* REQUIRED TASK
Could you print every record below exactly as it appears?

* GIVEN INFORMATION
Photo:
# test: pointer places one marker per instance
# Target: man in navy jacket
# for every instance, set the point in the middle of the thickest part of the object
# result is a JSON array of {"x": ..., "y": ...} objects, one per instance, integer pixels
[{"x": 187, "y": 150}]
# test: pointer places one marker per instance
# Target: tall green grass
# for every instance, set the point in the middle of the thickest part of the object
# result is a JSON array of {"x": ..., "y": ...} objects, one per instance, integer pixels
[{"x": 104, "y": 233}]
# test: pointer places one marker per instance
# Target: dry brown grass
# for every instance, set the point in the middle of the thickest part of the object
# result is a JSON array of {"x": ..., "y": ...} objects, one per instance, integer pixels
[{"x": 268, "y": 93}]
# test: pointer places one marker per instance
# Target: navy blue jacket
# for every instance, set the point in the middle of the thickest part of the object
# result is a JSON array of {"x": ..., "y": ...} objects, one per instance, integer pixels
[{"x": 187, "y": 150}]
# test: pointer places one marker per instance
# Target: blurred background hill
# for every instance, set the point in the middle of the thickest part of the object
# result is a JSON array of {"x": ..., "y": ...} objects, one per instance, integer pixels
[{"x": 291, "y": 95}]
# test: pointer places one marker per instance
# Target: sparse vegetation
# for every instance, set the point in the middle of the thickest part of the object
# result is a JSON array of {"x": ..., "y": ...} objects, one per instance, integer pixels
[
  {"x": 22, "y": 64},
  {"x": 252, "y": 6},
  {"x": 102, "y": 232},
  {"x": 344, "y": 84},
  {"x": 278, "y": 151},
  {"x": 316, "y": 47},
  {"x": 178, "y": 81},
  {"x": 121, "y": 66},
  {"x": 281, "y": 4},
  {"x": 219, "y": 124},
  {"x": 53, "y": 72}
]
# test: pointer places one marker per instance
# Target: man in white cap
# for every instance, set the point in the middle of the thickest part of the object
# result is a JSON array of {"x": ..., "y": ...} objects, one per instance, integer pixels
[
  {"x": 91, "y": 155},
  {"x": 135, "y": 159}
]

* RESPONSE
Photo:
# test: pointer places one marker per instance
# Target: man in navy jacket
# for every instance, set the point in the middle of the thickest part of the object
# result is a JSON array of {"x": ..., "y": ...} objects, one per instance, integer pixels
[{"x": 187, "y": 150}]
# test: pointer places one marker per instance
# Target: tall green grass
# for every instance, set the point in the middle of the thickest part of the object
# result is a JSON array of {"x": ..., "y": ...} objects, one per instance, integer pixels
[{"x": 104, "y": 233}]
# test: pointer places one marker per instance
# Target: dry brown grass
# for every instance, set the point in the middle of the thickest part of the object
# result is a JSON array of {"x": ..., "y": ...} objects, one per instance, integer pixels
[{"x": 268, "y": 93}]
# test: pointer places one marker per instance
# Target: navy blue jacket
# for every instance, set the point in the middle of the thickest part of the object
# result is a JSON array of {"x": ..., "y": ...} objects, one per instance, integer pixels
[{"x": 187, "y": 150}]
# test: pointer places one marker per instance
# Target: blurred background hill
# for every instance, set the point in the middle of the thickest part of the object
# result is a JSON array of {"x": ..., "y": ...} objects, one per instance, integer pixels
[{"x": 291, "y": 95}]
# test: pointer places one marker per instance
# Target: sparse vegetation
# for every instance, set the point in the middle of the thickest part of the object
# result is a JSON array of {"x": ..., "y": ...} objects, one per instance, integer pixels
[
  {"x": 22, "y": 64},
  {"x": 252, "y": 6},
  {"x": 102, "y": 232},
  {"x": 344, "y": 84},
  {"x": 278, "y": 151},
  {"x": 316, "y": 47},
  {"x": 178, "y": 81},
  {"x": 121, "y": 66},
  {"x": 281, "y": 4},
  {"x": 219, "y": 124},
  {"x": 53, "y": 72}
]
# test: pointer places one marker per instance
# Target: man in white cap
# for every instance, set the point in the middle of the thickest part of the object
# result is a JSON array of {"x": ..., "y": ...} objects, one per instance, integer pixels
[
  {"x": 91, "y": 155},
  {"x": 135, "y": 159}
]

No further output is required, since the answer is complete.